Could you set down, unchanged, the rows from the line containing "Mark every instance of the green" through the line containing "<point>267,183</point>", including both of those lines?
-- start PROVIDED ENTRIES --
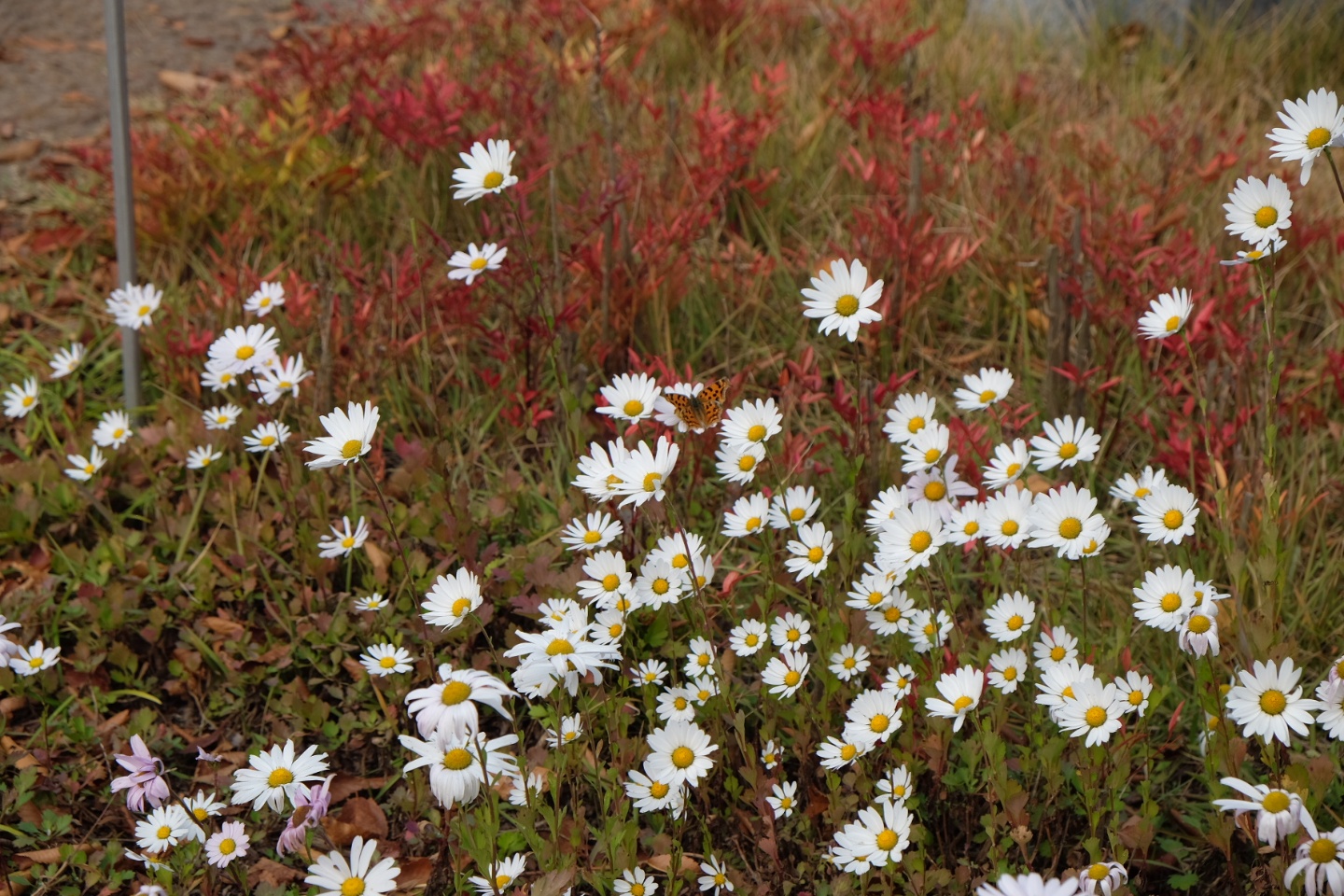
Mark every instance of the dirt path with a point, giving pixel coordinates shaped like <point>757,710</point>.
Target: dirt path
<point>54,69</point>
-- end PROVIDED ENTRIES --
-- start PROVIDED ENTRIES --
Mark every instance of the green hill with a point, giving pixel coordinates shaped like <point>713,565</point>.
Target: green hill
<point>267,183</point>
-- end PROVIDED ENTRIES --
## SOLVED PROBLEM
Mark every instance of the green hill with a point, giving pixel coordinates shaped like <point>713,565</point>.
Target: green hill
<point>267,183</point>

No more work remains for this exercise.